== Passage to read ==
Envy and jealousy are thought to be negative feelings because they entail coveting, or desiring what another has. In a biblical sense, this is framed as a sin, and therefore, most people view such feelings as wrong and bad. Neither envy or jealousy feel good, and jealousy is likely to feel worse and be more harmful to the one who experiences it, and possibly even to the one who is the source of the jealousy. This hints at the difference between them.
If you envy someone, you want what they have but do not wish them ill, you may even admire them and feel discontented in yourself for not having what they do. Sometimes people will even say things like “I really envy you” which can be said and received as a compliment.
Although both imply the desire for what another person has, jealousy involves some other unpleasant feelings, for example, bitterness, resentment, and sometimes hostility toward the person who has what you want. Thus, if you are jealous of someone , you would wish to take what they have away from them, for yourself. This is where the important distinction lies – jealousy is malicious.
Some people feel mistrustful in relationships, this can lead to negative thoughts, for example, that their partner is cheating. Individuals will likely worry about this when away from their partner, and feel concerned when their partner talks about other people. They may check their partner’s social media or phone, and even control what they do and who they see.
The proliferation of social media means often people can experience powerful emotions when scrolling through the airbrushed lives of others. This can trigger feelings of envy, jealousy, deficiency, and resentment. Indeed, often people report feeling worse afterwards, with research suggesting this behaviour is thought to negatively impact self-esteem and wellbeing.
When people experience envy or jealousy a lot of the time, it can become overwhelming because of other unpleasant feelings. For example, inadequacy, resentment, and bitterness, which can cause stress and anxiety for some, and depression for others.

== Using the information ==
1 – Summarize the text on envy and jealousy in two sentences.
2 – Write out the portion of the text on envy and jealousy between "The proliferation of" and "depression for others.", inclusive.
The records that follow have no connection to the text on envy and jealousy.

== Source information ==
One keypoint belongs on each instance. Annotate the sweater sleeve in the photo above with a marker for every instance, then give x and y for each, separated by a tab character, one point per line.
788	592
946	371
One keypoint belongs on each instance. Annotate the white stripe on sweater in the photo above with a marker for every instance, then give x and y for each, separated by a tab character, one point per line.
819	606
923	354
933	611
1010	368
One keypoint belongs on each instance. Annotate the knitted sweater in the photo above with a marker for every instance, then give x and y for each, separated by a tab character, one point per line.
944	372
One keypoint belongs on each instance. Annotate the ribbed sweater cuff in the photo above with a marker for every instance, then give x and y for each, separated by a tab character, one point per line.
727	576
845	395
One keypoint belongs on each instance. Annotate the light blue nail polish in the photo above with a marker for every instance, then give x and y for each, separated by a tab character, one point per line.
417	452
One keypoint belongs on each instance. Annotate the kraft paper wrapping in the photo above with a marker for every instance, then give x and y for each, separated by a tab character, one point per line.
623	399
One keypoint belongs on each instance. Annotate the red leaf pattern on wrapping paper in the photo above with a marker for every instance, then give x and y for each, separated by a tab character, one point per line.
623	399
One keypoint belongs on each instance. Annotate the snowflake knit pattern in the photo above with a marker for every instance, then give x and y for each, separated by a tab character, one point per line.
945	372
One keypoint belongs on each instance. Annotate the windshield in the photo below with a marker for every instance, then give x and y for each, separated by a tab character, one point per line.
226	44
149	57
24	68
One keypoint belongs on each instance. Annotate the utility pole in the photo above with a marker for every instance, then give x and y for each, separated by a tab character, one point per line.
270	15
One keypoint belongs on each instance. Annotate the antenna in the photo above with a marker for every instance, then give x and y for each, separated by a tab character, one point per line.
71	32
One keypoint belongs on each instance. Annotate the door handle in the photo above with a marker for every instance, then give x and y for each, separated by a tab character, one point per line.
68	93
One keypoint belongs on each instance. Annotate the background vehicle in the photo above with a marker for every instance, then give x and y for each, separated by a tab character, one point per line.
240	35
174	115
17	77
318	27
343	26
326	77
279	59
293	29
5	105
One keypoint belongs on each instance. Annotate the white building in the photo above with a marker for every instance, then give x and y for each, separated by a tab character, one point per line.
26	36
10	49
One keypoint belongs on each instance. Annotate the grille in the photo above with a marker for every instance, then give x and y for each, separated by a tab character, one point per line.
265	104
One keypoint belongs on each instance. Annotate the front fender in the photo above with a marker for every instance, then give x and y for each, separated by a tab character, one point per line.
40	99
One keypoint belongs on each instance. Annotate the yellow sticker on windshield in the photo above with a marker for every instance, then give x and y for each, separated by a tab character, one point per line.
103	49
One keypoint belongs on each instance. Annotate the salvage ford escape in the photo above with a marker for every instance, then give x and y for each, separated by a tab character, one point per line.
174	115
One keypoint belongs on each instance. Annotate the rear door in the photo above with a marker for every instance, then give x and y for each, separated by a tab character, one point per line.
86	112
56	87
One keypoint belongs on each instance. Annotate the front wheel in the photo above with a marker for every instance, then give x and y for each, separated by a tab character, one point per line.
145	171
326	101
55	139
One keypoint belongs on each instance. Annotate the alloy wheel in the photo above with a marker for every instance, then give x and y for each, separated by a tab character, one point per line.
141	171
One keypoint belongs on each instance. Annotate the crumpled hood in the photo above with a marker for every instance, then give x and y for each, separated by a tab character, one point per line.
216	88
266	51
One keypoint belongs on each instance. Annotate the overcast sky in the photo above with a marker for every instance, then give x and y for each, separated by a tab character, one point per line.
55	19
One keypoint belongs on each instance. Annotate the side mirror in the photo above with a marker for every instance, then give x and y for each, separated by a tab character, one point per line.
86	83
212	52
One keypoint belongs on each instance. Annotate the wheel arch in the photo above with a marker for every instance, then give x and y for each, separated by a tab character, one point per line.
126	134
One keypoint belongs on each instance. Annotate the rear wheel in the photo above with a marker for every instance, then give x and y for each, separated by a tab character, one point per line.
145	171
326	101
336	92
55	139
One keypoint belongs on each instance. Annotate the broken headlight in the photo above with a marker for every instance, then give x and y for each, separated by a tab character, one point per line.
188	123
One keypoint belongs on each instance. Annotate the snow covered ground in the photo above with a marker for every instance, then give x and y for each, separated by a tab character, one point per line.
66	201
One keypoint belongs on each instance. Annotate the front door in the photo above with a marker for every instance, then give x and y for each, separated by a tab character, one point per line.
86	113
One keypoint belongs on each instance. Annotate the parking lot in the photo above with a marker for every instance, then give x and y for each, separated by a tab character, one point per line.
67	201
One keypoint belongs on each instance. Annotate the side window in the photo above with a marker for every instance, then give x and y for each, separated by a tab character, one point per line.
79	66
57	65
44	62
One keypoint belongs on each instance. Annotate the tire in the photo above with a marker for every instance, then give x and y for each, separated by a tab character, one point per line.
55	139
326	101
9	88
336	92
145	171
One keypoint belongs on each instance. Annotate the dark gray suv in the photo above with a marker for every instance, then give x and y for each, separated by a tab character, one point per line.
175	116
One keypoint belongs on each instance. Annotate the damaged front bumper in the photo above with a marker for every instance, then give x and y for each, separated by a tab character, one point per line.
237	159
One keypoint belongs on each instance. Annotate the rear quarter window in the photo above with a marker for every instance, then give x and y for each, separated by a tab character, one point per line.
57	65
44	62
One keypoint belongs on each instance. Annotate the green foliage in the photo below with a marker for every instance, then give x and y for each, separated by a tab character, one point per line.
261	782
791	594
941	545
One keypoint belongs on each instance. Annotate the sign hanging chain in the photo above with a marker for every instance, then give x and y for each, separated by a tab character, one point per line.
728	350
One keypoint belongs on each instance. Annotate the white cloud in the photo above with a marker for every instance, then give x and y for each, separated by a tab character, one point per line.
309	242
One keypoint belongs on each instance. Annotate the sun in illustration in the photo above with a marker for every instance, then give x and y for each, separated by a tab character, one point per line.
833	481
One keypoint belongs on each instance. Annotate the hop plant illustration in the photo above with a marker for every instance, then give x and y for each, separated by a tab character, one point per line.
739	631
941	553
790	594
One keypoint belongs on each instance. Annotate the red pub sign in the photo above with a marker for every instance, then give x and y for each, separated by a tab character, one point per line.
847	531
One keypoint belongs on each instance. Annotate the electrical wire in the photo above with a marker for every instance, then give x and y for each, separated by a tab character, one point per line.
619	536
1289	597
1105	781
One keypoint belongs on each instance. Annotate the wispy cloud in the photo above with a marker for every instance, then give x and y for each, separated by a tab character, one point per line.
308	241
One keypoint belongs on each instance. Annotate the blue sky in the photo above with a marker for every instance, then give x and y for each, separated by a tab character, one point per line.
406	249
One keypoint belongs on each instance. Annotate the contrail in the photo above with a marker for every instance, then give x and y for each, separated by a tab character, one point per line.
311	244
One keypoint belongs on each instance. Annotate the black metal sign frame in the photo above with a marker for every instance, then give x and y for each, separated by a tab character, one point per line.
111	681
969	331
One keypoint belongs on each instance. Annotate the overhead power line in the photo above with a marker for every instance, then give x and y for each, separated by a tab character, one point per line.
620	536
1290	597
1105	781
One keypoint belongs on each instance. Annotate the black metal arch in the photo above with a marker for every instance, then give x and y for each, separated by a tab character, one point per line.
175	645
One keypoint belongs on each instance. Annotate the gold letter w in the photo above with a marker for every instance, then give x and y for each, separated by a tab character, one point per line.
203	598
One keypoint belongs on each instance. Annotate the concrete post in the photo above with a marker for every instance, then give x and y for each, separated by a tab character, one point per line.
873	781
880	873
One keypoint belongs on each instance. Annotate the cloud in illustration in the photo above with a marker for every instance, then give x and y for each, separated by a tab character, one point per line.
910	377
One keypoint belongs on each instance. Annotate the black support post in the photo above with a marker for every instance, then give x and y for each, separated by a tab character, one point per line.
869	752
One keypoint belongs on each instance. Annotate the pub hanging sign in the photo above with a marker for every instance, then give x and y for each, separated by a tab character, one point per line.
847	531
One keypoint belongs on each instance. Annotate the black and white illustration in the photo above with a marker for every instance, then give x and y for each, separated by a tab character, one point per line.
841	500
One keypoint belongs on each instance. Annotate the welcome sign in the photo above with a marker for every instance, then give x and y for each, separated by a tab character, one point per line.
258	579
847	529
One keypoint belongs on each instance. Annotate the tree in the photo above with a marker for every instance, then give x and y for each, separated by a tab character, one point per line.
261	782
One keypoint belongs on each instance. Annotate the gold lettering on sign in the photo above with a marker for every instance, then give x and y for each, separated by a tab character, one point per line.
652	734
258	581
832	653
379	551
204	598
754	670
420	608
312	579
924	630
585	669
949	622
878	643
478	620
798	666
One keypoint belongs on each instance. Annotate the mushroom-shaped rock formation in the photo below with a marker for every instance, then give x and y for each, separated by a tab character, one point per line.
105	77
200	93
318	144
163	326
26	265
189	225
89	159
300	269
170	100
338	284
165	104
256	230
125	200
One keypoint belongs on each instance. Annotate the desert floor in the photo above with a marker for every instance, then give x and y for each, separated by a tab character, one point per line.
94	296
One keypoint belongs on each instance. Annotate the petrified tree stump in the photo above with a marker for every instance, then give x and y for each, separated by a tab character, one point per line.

== Answers provided ==
1 – Envy and jealousy both involve desiring what another person has, but someone who envies may admire the other person and wish them no ill, whereas jealousy brings bitterness, resentment, and sometimes hostility and is malicious. Scrolling through social media can trigger these feelings, and experiencing them often can become overwhelming and lead to stress, anxiety, or depression.

2 –
The proliferation of social media means often people can experience powerful emotions when scrolling through the airbrushed lives of others. This can trigger feelings of envy, jealousy, deficiency, and resentment. Indeed, often people report feeling worse afterwards, with research suggesting this behaviour is thought to negatively impact self-esteem and wellbeing.
When people experience envy or jealousy a lot of the time, it can become overwhelming because of other unpleasant feelings. For example, inadequacy, resentment, and bitterness, which can cause stress and anxiety for some, and depression for others.